▸ **PROBLEM**
Each record should be given again exactly as it appears, with no image included.

▸ **EXERCISE MATERIALS**

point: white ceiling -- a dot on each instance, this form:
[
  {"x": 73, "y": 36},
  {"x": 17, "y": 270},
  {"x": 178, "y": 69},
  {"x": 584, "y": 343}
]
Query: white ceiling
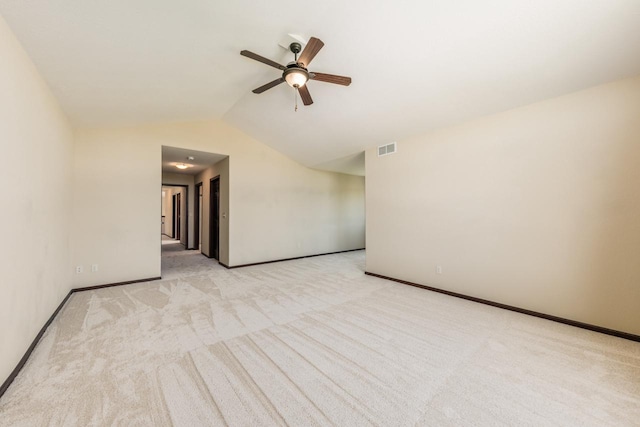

▸ **ANSWER SPACE**
point: white ceiling -- a dot on each instance, this form:
[
  {"x": 73, "y": 36},
  {"x": 17, "y": 270},
  {"x": 178, "y": 69},
  {"x": 584, "y": 343}
]
Query: white ceiling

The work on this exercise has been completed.